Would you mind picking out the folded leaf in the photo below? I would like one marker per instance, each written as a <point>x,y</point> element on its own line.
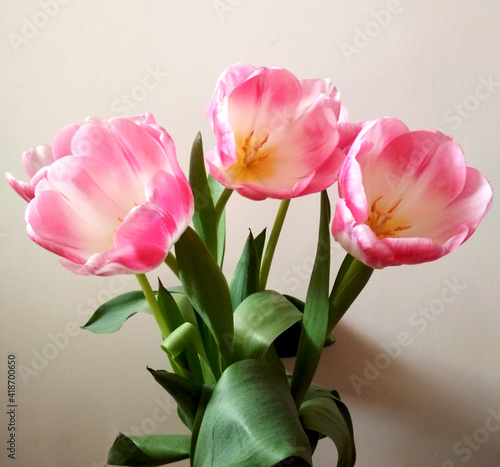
<point>110,316</point>
<point>323,411</point>
<point>287,343</point>
<point>251,419</point>
<point>149,450</point>
<point>185,392</point>
<point>207,289</point>
<point>259,320</point>
<point>245,280</point>
<point>315,322</point>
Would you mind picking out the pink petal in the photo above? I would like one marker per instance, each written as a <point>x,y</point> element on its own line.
<point>23,189</point>
<point>263,102</point>
<point>36,159</point>
<point>465,211</point>
<point>56,227</point>
<point>61,146</point>
<point>425,169</point>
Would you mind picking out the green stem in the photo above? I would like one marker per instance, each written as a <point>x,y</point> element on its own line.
<point>351,280</point>
<point>271,244</point>
<point>171,262</point>
<point>153,304</point>
<point>221,204</point>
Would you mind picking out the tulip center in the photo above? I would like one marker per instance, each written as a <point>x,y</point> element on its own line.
<point>384,222</point>
<point>254,160</point>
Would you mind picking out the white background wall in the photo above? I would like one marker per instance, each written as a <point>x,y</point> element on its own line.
<point>418,61</point>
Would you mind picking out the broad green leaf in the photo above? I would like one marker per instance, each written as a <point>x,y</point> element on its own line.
<point>286,344</point>
<point>259,320</point>
<point>245,280</point>
<point>207,289</point>
<point>185,392</point>
<point>251,419</point>
<point>323,411</point>
<point>315,321</point>
<point>110,316</point>
<point>204,212</point>
<point>152,450</point>
<point>352,277</point>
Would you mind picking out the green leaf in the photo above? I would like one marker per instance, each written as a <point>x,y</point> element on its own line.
<point>204,220</point>
<point>207,289</point>
<point>186,362</point>
<point>179,340</point>
<point>152,450</point>
<point>251,419</point>
<point>110,316</point>
<point>259,320</point>
<point>245,280</point>
<point>352,277</point>
<point>260,241</point>
<point>185,392</point>
<point>323,411</point>
<point>287,343</point>
<point>315,321</point>
<point>217,189</point>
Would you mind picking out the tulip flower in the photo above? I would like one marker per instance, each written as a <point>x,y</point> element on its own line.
<point>406,197</point>
<point>108,196</point>
<point>277,136</point>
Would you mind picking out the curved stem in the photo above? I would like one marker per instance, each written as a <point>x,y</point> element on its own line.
<point>221,204</point>
<point>171,262</point>
<point>273,241</point>
<point>153,304</point>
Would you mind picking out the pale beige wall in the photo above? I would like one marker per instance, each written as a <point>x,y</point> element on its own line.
<point>422,62</point>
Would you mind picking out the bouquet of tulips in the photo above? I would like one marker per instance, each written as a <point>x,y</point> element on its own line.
<point>109,197</point>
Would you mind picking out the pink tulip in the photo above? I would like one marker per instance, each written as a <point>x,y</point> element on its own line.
<point>277,136</point>
<point>108,196</point>
<point>406,197</point>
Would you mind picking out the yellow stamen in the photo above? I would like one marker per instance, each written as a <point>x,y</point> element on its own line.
<point>379,218</point>
<point>250,165</point>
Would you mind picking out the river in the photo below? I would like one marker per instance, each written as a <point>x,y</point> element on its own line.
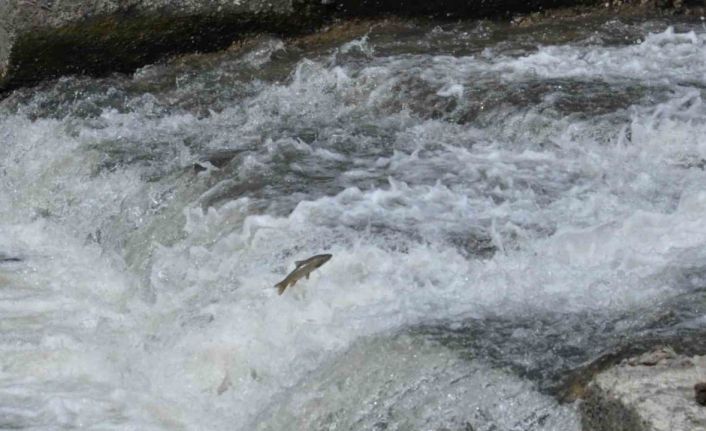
<point>502,205</point>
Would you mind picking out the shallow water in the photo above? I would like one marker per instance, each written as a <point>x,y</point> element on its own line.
<point>501,204</point>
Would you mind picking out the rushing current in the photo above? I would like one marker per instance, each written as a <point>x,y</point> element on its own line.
<point>502,204</point>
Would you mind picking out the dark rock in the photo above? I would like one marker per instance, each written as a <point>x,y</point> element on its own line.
<point>700,393</point>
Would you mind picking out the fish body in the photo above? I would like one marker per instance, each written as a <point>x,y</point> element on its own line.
<point>303,269</point>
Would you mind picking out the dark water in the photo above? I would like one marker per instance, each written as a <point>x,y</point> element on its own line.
<point>503,205</point>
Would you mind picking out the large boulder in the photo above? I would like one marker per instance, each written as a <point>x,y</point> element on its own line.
<point>651,392</point>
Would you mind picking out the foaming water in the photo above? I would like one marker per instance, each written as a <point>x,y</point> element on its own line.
<point>509,195</point>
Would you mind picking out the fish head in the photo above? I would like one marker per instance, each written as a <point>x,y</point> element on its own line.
<point>321,259</point>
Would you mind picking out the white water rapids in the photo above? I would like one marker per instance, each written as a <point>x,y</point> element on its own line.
<point>455,173</point>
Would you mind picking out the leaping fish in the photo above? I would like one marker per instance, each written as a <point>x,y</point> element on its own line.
<point>303,269</point>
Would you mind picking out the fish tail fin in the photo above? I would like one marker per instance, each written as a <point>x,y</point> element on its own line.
<point>281,286</point>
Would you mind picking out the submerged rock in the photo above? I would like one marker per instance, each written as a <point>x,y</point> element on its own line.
<point>651,392</point>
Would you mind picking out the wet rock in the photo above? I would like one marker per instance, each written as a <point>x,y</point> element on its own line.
<point>650,392</point>
<point>47,38</point>
<point>41,39</point>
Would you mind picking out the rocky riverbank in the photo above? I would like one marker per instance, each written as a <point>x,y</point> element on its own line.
<point>43,39</point>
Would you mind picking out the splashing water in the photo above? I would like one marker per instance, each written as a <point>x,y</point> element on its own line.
<point>515,191</point>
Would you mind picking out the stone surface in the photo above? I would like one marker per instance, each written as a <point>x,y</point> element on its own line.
<point>652,392</point>
<point>42,39</point>
<point>47,38</point>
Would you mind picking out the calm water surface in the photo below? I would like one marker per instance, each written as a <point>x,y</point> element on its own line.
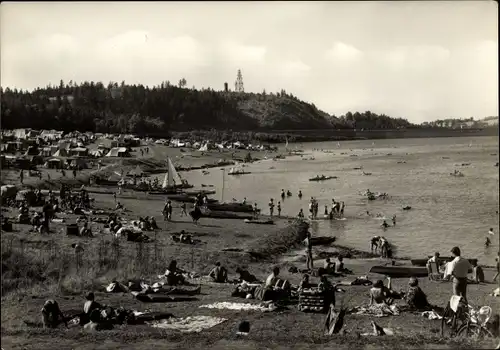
<point>446,210</point>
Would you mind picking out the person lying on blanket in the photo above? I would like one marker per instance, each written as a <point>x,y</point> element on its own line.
<point>90,305</point>
<point>246,276</point>
<point>329,266</point>
<point>174,274</point>
<point>328,289</point>
<point>218,273</point>
<point>304,283</point>
<point>381,294</point>
<point>414,297</point>
<point>52,315</point>
<point>477,273</point>
<point>275,288</point>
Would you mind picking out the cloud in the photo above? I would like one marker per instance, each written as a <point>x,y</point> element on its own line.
<point>414,56</point>
<point>142,46</point>
<point>343,52</point>
<point>238,54</point>
<point>295,68</point>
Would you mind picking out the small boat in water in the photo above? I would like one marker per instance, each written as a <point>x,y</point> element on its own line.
<point>457,173</point>
<point>259,222</point>
<point>322,240</point>
<point>423,262</point>
<point>400,271</point>
<point>234,207</point>
<point>237,171</point>
<point>322,178</point>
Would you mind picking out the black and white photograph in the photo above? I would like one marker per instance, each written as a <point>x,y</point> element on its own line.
<point>249,175</point>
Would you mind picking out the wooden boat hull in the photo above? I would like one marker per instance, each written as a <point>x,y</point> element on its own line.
<point>236,174</point>
<point>423,262</point>
<point>186,199</point>
<point>234,207</point>
<point>400,271</point>
<point>202,192</point>
<point>323,179</point>
<point>225,215</point>
<point>323,240</point>
<point>259,222</point>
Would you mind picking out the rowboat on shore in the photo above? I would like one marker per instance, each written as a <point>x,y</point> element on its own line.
<point>322,178</point>
<point>225,215</point>
<point>234,207</point>
<point>183,198</point>
<point>202,192</point>
<point>322,240</point>
<point>423,262</point>
<point>259,221</point>
<point>400,271</point>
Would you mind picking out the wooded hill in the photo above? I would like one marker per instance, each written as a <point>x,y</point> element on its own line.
<point>121,108</point>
—————
* TASK INSTRUCTIONS *
Turn all of the data above into a JSON list of strings, one string per line, skipping blank lines. Leave the pictures out.

* THE OUTPUT *
[
  "Would you mind picking out the folded leaf in the photo below? I would like one marker per instance, each written as a <point>x,y</point> element on its own line.",
  "<point>110,316</point>",
  "<point>323,411</point>",
  "<point>287,343</point>",
  "<point>251,419</point>",
  "<point>149,450</point>",
  "<point>185,392</point>",
  "<point>207,289</point>",
  "<point>259,320</point>",
  "<point>245,280</point>",
  "<point>315,322</point>",
  "Would you mind picking out the pink petal in the photo above? I would like one marker per instance, each written as a <point>x,y</point> element on its own line.",
  "<point>23,189</point>",
  "<point>263,102</point>",
  "<point>36,159</point>",
  "<point>465,211</point>",
  "<point>56,227</point>",
  "<point>61,146</point>",
  "<point>425,169</point>",
  "Would you mind picking out the green stem in the photo above? I would like one marker per instance, each written as a <point>x,y</point> element on its own line.",
  "<point>351,280</point>",
  "<point>271,244</point>",
  "<point>171,262</point>",
  "<point>153,304</point>",
  "<point>221,204</point>",
  "Would you mind picking out the tulip center in the photo above? I would like one marker per instance, each written as a <point>x,y</point> element on its own line.",
  "<point>384,222</point>",
  "<point>254,160</point>",
  "Would you mind picking out the white background wall in the photo above? I would like one marker per instance, each written as a <point>x,y</point> element on its own line.",
  "<point>418,61</point>",
  "Would you mind picking out the broad green leaf in the photo above? I would like one marker per instance, each written as a <point>x,y</point> element on its own line.",
  "<point>286,344</point>",
  "<point>259,320</point>",
  "<point>245,280</point>",
  "<point>207,289</point>",
  "<point>185,392</point>",
  "<point>251,419</point>",
  "<point>323,411</point>",
  "<point>315,321</point>",
  "<point>110,316</point>",
  "<point>204,212</point>",
  "<point>152,450</point>",
  "<point>352,277</point>",
  "Would you mind picking out the green leaf in the photo above? I would like one marker per instance, each written as a <point>x,y</point> element on its own line.",
  "<point>204,220</point>",
  "<point>207,289</point>",
  "<point>186,362</point>",
  "<point>179,340</point>",
  "<point>152,450</point>",
  "<point>251,419</point>",
  "<point>110,316</point>",
  "<point>259,320</point>",
  "<point>245,280</point>",
  "<point>352,277</point>",
  "<point>260,241</point>",
  "<point>185,392</point>",
  "<point>323,411</point>",
  "<point>287,343</point>",
  "<point>315,321</point>",
  "<point>217,189</point>",
  "Would you mind picking out the tulip flower in the photo above? I would like one marker per instance, each written as a <point>x,y</point> element on its own line.",
  "<point>406,197</point>",
  "<point>108,196</point>",
  "<point>277,136</point>",
  "Would you mind picking out the curved stem in the photo above? I would like one marker per instance, each written as a <point>x,y</point> element on its own line.",
  "<point>221,204</point>",
  "<point>171,262</point>",
  "<point>273,241</point>",
  "<point>153,304</point>",
  "Would you mind picking out the pale beige wall in the photo above? I would like one marker per instance, each written as a <point>x,y</point> element on its own line.",
  "<point>422,62</point>",
  "Would you mind picking out the bouquet of tulips in the photo above? I would like one marker per instance, each written as a <point>x,y</point> element on its own line.",
  "<point>109,197</point>",
  "Would you mind picking out the pink tulip in the photo above? I would like one marker per instance, each written as a <point>x,y</point> element on its own line.",
  "<point>277,136</point>",
  "<point>108,196</point>",
  "<point>406,197</point>",
  "Would you mind picking out the yellow stamen in the photo above? I would like one marker per instance, each written as a <point>x,y</point> element on its own line.",
  "<point>379,218</point>",
  "<point>250,165</point>",
  "Would you mind picking out the river in the photo below? I would like one marker per instance, each written as a <point>x,y</point> element on its own line.",
  "<point>502,205</point>",
  "Would you mind picking out the shallow water in the photo above? I would like one marker per instance, each written as a <point>x,y</point> element on its own line.",
  "<point>501,204</point>",
  "Would you mind picking out the rushing current in the photo above? I would like one marker per instance, each written as a <point>x,y</point> element on its own line.",
  "<point>502,204</point>",
  "Would you mind picking out the dark rock in the photo above? I would like one marker per instance, each written as a <point>x,y</point> element on its own line.",
  "<point>700,393</point>",
  "Would you mind picking out the fish body in the photo above? I would like one marker per instance, each written as a <point>x,y</point> element on its own line.",
  "<point>303,269</point>",
  "Would you mind picking out the dark water in the photo above? I would like one marker per instance, each written as a <point>x,y</point> element on its own line.",
  "<point>503,205</point>",
  "Would you mind picking out the large boulder in the photo above? I would like one marker per instance, each written as a <point>x,y</point> element on its own line.",
  "<point>651,392</point>",
  "Would you mind picking out the foaming water in the photo above? I would like one marker per instance, each written as a <point>x,y</point> element on its own line.",
  "<point>509,195</point>",
  "Would you mind picking out the fish head in the photo above? I would like one marker per instance, each written as a <point>x,y</point> element on its own line.",
  "<point>321,259</point>",
  "Would you mind picking out the white water rapids in the photo above? I would like one marker per instance, each written as a <point>x,y</point> element on its own line.",
  "<point>455,173</point>",
  "Would you mind picking out the leaping fish in the photo above? I would like one marker per instance, each written as a <point>x,y</point> element on its own line.",
  "<point>303,269</point>",
  "Would you mind picking out the fish tail fin in the photo above? I would like one marker per instance, each written as a <point>x,y</point> element on its own line.",
  "<point>281,286</point>",
  "Would you mind picking out the submerged rock in the photo above? I would like one marker per instance, each written as a <point>x,y</point> element on its own line.",
  "<point>651,392</point>",
  "Would you mind picking out the wet rock in the photo above? I would like one marker per instance, each written as a <point>x,y</point> element on its own line.",
  "<point>650,392</point>",
  "<point>47,38</point>",
  "<point>41,39</point>",
  "Would you mind picking out the rocky riverbank in the photo above? I would like one marker per instance, each written as a <point>x,y</point> element on its own line.",
  "<point>43,39</point>",
  "Would you mind picking out the splashing water in the photo above? I would like one marker per instance, each written as a <point>x,y</point> element on its own line.",
  "<point>515,191</point>",
  "Would you mind picking out the stone surface in the photo above? I would like one marker per instance, each written as a <point>x,y</point> element on its own line.",
  "<point>652,392</point>",
  "<point>42,39</point>",
  "<point>47,38</point>",
  "Would you mind picking out the calm water surface in the photo below? I would like one marker per instance, each written as a <point>x,y</point> element on its own line.",
  "<point>446,210</point>",
  "Would you mind picking out the person lying on blanket in the photo above? I would like one marker per instance, each written as a <point>x,y</point> element on its own line.",
  "<point>90,305</point>",
  "<point>246,276</point>",
  "<point>329,266</point>",
  "<point>174,274</point>",
  "<point>328,289</point>",
  "<point>218,273</point>",
  "<point>304,283</point>",
  "<point>381,294</point>",
  "<point>414,297</point>",
  "<point>52,315</point>",
  "<point>477,273</point>",
  "<point>275,288</point>",
  "Would you mind picking out the cloud in the photo above? I would like one marker per instance, each written as a <point>x,y</point> element on its own line.",
  "<point>414,56</point>",
  "<point>142,46</point>",
  "<point>343,52</point>",
  "<point>238,54</point>",
  "<point>295,68</point>",
  "Would you mind picking out the small boat in water in the photo above? I would like one marker per instance, each written as a <point>x,y</point> element on its own line.",
  "<point>457,173</point>",
  "<point>259,222</point>",
  "<point>322,240</point>",
  "<point>423,262</point>",
  "<point>400,271</point>",
  "<point>234,207</point>",
  "<point>237,171</point>",
  "<point>322,178</point>",
  "Would you mind picking out the black and white photograph in the photo above? I would like one marker per instance, each written as a <point>x,y</point> element on its own line.",
  "<point>249,175</point>",
  "Would you mind picking out the wooden boat hull in the photo above? I would like one marker per instance, each written as a <point>x,y</point> element on its own line.",
  "<point>236,174</point>",
  "<point>423,262</point>",
  "<point>186,199</point>",
  "<point>234,207</point>",
  "<point>400,271</point>",
  "<point>202,192</point>",
  "<point>323,179</point>",
  "<point>225,215</point>",
  "<point>323,240</point>",
  "<point>259,222</point>",
  "Would you mind picking out the rowboat on shore in the photo above? I would like one marker per instance, each written as a <point>x,y</point> element on its own line.",
  "<point>322,178</point>",
  "<point>225,215</point>",
  "<point>234,207</point>",
  "<point>183,198</point>",
  "<point>202,192</point>",
  "<point>322,240</point>",
  "<point>423,262</point>",
  "<point>259,221</point>",
  "<point>400,271</point>",
  "Would you mind picking out the wooded hill in the photo above? I would like one marker per instance, each written as a <point>x,y</point> element on its own line.",
  "<point>121,108</point>"
]